━━ Given data ━━
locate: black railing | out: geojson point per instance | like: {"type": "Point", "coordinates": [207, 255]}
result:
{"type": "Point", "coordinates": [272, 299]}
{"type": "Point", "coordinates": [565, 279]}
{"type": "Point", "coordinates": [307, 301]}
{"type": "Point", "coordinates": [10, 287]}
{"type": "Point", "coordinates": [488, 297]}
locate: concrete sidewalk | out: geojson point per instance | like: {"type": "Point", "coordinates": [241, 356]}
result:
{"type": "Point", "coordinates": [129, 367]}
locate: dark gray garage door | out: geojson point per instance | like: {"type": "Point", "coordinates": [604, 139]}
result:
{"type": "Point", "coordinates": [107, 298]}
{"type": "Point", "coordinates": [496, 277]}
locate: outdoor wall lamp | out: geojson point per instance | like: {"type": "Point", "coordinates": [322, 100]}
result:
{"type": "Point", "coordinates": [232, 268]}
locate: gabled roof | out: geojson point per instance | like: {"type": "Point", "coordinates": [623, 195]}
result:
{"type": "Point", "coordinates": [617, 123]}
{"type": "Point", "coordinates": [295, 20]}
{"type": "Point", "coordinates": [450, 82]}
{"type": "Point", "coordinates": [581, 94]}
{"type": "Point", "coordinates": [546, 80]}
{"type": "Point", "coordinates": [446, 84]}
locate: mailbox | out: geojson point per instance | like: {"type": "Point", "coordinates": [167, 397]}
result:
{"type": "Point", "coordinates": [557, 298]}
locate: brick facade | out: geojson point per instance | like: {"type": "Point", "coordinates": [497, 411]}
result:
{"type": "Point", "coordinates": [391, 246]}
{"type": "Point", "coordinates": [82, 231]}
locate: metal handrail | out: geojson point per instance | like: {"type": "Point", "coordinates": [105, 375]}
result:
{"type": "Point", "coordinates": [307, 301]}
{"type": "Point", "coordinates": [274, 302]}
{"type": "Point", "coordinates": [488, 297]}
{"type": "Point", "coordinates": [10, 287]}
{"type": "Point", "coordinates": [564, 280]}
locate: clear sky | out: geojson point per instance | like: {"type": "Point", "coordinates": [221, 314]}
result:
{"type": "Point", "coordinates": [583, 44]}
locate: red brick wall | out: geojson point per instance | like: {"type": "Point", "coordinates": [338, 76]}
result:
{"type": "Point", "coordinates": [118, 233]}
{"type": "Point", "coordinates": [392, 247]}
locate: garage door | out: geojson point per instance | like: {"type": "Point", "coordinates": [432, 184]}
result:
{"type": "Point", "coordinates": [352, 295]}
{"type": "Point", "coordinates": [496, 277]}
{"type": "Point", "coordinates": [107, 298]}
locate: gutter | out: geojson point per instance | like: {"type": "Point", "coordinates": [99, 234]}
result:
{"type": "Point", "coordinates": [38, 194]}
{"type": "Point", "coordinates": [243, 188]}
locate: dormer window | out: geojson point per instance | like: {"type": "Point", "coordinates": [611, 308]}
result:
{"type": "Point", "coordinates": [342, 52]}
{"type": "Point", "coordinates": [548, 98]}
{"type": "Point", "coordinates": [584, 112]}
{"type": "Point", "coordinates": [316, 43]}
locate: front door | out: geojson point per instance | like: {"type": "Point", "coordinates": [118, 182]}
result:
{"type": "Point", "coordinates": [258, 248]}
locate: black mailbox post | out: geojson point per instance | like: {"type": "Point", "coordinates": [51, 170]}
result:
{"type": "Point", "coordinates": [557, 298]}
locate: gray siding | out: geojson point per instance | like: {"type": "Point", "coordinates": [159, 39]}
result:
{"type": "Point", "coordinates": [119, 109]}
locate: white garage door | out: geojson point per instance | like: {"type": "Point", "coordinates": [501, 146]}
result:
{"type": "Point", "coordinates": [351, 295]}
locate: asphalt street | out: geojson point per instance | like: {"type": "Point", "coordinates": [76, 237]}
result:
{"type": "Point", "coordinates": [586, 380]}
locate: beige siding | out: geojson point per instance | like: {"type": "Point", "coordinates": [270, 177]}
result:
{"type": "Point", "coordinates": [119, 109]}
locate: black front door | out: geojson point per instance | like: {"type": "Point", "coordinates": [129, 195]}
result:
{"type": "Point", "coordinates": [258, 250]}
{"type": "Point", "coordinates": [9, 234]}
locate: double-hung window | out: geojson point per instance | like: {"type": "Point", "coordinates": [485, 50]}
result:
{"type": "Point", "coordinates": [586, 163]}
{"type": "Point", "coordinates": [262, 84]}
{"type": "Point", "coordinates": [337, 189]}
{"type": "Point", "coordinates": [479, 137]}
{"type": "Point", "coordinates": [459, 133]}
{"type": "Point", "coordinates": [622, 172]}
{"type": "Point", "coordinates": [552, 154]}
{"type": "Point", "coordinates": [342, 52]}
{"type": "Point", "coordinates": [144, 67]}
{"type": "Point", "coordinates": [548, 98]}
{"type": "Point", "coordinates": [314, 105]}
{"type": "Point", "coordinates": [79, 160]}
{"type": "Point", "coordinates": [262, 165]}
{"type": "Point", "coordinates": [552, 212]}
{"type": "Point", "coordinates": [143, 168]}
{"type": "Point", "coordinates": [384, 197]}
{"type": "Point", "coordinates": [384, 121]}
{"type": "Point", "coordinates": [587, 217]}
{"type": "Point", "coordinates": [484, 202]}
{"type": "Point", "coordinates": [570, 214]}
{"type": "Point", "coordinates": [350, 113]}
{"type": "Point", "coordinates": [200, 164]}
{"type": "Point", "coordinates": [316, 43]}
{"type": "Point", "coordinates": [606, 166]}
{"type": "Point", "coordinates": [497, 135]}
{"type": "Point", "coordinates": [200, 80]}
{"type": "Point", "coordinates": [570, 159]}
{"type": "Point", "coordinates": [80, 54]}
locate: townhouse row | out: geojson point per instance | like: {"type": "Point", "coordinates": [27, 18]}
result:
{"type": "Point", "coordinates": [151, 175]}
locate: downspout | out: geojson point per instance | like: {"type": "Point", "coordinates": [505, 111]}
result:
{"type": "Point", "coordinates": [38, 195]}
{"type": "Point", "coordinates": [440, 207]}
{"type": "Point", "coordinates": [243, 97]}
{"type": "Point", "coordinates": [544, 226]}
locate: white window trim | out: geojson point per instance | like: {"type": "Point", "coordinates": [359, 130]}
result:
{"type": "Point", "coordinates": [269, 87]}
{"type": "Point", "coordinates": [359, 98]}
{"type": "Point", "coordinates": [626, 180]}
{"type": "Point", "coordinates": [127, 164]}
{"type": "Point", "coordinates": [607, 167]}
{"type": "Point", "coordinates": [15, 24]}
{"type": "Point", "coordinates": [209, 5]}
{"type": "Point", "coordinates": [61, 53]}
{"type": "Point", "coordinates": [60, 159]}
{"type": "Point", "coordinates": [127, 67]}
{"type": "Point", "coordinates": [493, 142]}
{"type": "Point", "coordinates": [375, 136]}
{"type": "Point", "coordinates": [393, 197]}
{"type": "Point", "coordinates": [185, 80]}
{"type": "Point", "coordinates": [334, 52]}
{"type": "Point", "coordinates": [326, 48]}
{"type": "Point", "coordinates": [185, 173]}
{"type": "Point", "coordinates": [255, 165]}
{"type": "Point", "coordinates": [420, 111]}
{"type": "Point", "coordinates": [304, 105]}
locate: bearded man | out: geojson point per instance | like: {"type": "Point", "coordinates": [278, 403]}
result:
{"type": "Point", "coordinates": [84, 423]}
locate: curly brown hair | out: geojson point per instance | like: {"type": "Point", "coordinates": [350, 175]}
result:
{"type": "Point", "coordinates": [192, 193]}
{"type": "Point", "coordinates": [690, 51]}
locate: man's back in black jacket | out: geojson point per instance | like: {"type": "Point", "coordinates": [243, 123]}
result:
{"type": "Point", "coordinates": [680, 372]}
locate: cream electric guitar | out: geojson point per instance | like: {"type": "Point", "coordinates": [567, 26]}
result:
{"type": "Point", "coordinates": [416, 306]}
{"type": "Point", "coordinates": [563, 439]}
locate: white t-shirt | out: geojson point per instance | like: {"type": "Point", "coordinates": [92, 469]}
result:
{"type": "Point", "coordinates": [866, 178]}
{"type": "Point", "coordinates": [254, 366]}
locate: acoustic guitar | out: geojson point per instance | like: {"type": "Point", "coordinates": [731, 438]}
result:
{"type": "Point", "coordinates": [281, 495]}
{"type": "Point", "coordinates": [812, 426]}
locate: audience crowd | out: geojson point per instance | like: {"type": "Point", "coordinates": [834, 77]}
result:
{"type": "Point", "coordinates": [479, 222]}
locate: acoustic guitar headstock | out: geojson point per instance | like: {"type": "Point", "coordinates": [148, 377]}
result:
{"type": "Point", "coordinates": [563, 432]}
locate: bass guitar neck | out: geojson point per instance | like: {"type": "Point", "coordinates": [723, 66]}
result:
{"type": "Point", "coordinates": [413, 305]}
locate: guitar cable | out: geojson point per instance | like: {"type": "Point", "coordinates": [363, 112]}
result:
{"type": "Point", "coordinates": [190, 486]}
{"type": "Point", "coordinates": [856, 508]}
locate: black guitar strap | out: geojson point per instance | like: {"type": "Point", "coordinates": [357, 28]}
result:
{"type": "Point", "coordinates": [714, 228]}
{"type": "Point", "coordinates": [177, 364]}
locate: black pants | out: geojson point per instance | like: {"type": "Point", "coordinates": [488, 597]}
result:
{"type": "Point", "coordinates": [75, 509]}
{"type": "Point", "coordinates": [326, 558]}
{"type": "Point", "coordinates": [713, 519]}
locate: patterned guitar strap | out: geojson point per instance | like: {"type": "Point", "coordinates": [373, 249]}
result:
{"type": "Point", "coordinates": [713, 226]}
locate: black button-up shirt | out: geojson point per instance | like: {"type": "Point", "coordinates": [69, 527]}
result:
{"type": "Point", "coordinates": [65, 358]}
━━━
■ Problem requirements
Lay out the part of the entries that opens with the line containing "locate: black button-up" and runs through the end of the entries as a two-column CSV with the headers text and answer. Give one row per entry, with each value in a single quoted field and its line breaks replaced by spaces.

■ Answer to this problem
text,answer
"locate: black button-up shirt | out: geojson point per instance | like: {""type"": ""Point"", ""coordinates"": [69, 527]} result:","{""type"": ""Point"", ""coordinates"": [65, 358]}"